[start of Supplied records]
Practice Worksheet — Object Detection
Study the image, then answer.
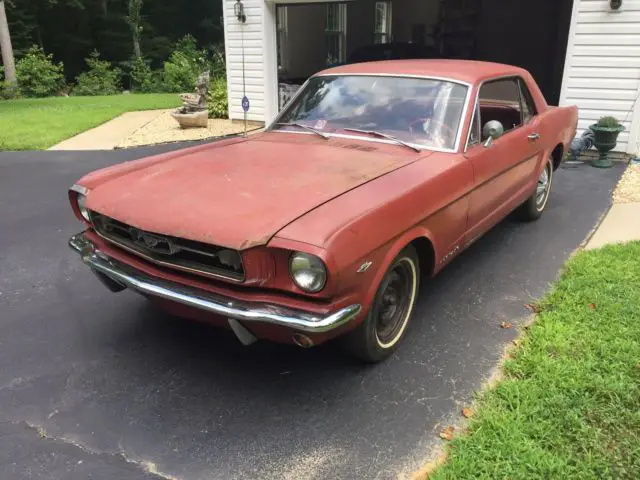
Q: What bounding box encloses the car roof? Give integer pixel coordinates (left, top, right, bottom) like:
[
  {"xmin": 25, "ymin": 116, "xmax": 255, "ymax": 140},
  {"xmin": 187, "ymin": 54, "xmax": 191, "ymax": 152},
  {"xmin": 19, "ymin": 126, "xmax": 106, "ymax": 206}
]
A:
[{"xmin": 316, "ymin": 59, "xmax": 526, "ymax": 84}]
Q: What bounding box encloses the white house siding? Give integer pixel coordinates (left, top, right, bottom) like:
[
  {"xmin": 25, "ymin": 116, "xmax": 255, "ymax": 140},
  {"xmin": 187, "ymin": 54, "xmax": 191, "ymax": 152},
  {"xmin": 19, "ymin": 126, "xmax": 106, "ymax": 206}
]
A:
[
  {"xmin": 222, "ymin": 0, "xmax": 277, "ymax": 122},
  {"xmin": 560, "ymin": 0, "xmax": 640, "ymax": 153}
]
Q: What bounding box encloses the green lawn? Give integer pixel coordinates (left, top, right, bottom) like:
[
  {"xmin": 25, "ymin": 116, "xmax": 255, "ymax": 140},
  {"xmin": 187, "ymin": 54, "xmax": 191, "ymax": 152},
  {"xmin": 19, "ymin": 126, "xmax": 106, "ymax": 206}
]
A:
[
  {"xmin": 0, "ymin": 93, "xmax": 180, "ymax": 150},
  {"xmin": 429, "ymin": 243, "xmax": 640, "ymax": 480}
]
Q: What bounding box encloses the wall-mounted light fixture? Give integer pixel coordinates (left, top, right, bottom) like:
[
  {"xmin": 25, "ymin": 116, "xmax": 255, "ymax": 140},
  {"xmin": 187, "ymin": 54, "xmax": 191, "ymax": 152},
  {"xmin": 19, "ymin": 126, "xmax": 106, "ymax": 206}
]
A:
[end of Supplied records]
▶ [Your goal] Return only the lines running from the line with "Q: What bounding box encloses the green" to the last line of the records, both included, exactly as written.

▶ [Reply]
Q: What bounding box encloses the green lawn? Give integer pixel coordinates (left, top, right, bottom) like:
[
  {"xmin": 25, "ymin": 116, "xmax": 255, "ymax": 140},
  {"xmin": 187, "ymin": 54, "xmax": 191, "ymax": 152},
  {"xmin": 19, "ymin": 126, "xmax": 106, "ymax": 206}
]
A:
[
  {"xmin": 0, "ymin": 93, "xmax": 180, "ymax": 150},
  {"xmin": 429, "ymin": 243, "xmax": 640, "ymax": 480}
]
Q: What bounding box encloses the wall-mounted light fixture? Give integer pixel coordinates (left, top, right, bottom) like:
[
  {"xmin": 25, "ymin": 116, "xmax": 255, "ymax": 140},
  {"xmin": 187, "ymin": 54, "xmax": 191, "ymax": 152},
  {"xmin": 19, "ymin": 126, "xmax": 106, "ymax": 206}
]
A:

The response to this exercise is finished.